▶ [GIVEN TEXT]
By way of the A 3 (Cologne-Frankfurt, Limburg-Nord interchange) in connection with Bundesstraße 49, which runs right through Beselich, the community is well linked to the long-distance road network. Also found nearby, 11 km away, is the Limburg-Süd railway station on the InterCityExpress's Cologne-Frankfurt high-speed rail line. State and district roads supply the links to neighbouring places.

=== Education ===
In Obertiefenbach there is a central primary school for Beselich's children. Currently, there are about 300 pupils.

There are kindergartens in every constituent community. Obertiefenbach has a Catholic public library.

=== Public institutions ===
- Grundschule Beselich (primary school) in Obertiefenbach
- Kindergarten Sternenland Heckholzhausen
- Kindergarten Niedertiefenbach
- Kindergarten St.Ägidius Obertiefenbach
- Kindergarten Schupbach
- Bärenhöhle (“Bear's Cave”) daycare centre, Obertiefenbach
- Beselich-Heckholzhausen Volunteer Fire Brigade, founded 1925 (includes Youth Fire Brigade, founded 2 August 1981)
- Beselich-Niedertiefenbach Volunteer Fire Brigade, founded 1934 (includes Youth Fire Brigade, founded 1 April 1973)

▶ [SUPPLIED DATA]
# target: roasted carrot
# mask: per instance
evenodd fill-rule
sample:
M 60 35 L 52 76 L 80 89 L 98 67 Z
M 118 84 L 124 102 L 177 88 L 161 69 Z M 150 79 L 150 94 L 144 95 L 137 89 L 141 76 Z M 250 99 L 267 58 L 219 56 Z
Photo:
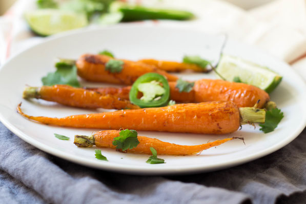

▶ [WHAT THIS EXERCISE ASKS]
[A] Translate this sentence from the passage on Beselich into Spanish: "In Obertiefenbach there is a central primary school for Beselich's children."
[B] Summarize the passage on Beselich in two sentences.
The rows are separate material and are not connected to the passage on Beselich.

▶ [TASK SOLUTIONS]
[A] En Obertiefenbach hay una escuela primaria central para los niños de Beselich.

[B] Beselich is linked to the long-distance road network by the A 3 and Bundesstraße 49, and the Limburg-Süd station on the Cologne-Frankfurt high-speed rail line is 11 km away. A central primary school in Obertiefenbach serves Beselich's children and has about 300 pupils, every constituent community has a kindergarten, and Obertiefenbach also has a Catholic public library.